**Exercise details**
Please reproduce the entries exactly, skipping each picture.

Data excerpts section start

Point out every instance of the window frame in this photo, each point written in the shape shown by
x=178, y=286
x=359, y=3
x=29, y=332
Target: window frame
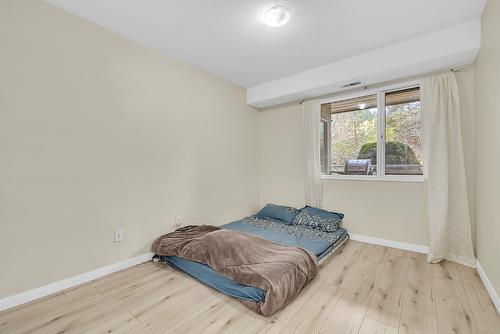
x=380, y=92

Data excerpts section end

**Finished exercise**
Point out every instance of the window frame in this photo, each point written in the shape shown by
x=178, y=286
x=359, y=3
x=29, y=332
Target: window frame
x=380, y=92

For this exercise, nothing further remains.